YOUR TASK >> Tally the lines in the material below that contain the word "gray". Reply with the number alone.

+---+

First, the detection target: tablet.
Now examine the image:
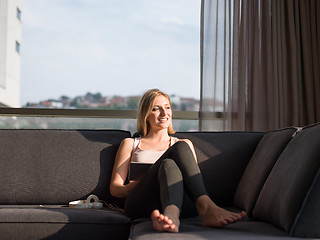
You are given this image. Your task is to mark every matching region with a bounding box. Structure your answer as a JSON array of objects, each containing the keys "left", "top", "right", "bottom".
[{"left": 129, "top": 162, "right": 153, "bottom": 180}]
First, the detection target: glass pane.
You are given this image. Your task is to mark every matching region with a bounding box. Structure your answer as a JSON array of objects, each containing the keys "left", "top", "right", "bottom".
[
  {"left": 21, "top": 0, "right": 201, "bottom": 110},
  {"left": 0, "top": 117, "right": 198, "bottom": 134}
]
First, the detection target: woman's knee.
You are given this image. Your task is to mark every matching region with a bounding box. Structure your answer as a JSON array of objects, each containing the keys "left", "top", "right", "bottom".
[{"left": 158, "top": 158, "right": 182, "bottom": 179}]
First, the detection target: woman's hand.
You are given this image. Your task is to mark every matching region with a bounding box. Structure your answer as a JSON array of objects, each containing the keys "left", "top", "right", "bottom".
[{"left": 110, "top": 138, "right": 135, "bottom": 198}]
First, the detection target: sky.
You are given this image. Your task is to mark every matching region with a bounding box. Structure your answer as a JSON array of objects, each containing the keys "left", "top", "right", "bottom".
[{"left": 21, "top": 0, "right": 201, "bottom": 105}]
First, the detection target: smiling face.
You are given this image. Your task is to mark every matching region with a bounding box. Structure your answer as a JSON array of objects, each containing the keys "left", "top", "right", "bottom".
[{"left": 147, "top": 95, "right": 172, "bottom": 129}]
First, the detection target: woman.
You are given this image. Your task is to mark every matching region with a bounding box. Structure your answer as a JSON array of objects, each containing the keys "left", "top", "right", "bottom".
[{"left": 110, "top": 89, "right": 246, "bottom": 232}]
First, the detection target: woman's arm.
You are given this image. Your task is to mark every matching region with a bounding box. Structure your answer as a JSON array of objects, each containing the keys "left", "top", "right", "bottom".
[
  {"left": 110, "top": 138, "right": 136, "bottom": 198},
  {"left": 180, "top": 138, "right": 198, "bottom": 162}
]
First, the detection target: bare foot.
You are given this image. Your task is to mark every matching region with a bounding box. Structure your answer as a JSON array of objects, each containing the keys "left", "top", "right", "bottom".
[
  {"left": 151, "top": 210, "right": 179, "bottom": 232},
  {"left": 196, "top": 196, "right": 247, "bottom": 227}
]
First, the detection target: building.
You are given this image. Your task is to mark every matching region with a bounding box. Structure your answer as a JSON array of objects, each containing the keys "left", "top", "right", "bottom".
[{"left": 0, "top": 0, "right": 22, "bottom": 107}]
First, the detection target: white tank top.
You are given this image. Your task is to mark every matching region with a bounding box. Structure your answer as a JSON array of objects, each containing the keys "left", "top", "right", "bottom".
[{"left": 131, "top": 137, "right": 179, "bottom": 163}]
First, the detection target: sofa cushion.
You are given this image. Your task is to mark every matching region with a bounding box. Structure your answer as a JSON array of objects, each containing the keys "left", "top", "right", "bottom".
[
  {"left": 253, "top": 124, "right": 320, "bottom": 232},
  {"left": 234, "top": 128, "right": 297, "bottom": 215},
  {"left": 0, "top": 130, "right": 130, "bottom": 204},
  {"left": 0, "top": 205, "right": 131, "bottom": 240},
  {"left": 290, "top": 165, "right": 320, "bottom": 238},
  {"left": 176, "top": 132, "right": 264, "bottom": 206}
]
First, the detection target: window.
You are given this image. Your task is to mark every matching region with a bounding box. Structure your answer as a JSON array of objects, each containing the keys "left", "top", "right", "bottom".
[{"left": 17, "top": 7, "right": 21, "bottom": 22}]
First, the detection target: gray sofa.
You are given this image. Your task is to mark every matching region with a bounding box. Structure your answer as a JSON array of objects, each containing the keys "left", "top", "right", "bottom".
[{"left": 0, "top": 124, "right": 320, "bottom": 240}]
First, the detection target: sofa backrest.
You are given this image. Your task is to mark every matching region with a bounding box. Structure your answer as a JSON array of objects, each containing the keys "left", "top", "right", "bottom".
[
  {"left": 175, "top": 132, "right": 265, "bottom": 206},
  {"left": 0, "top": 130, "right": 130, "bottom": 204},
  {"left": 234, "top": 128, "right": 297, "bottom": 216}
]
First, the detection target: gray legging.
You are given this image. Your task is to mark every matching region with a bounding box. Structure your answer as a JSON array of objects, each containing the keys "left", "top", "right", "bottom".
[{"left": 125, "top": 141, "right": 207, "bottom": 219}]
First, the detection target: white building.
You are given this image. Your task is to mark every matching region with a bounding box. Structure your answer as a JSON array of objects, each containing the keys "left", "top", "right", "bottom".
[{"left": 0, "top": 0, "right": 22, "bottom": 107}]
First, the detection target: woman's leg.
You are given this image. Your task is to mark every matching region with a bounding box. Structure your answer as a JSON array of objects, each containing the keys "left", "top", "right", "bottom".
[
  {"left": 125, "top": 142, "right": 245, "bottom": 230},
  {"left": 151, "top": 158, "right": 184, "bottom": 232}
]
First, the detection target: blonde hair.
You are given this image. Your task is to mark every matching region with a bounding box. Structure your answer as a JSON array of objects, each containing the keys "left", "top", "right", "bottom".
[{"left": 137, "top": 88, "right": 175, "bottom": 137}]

+---+

WRITTEN ANSWER >> 2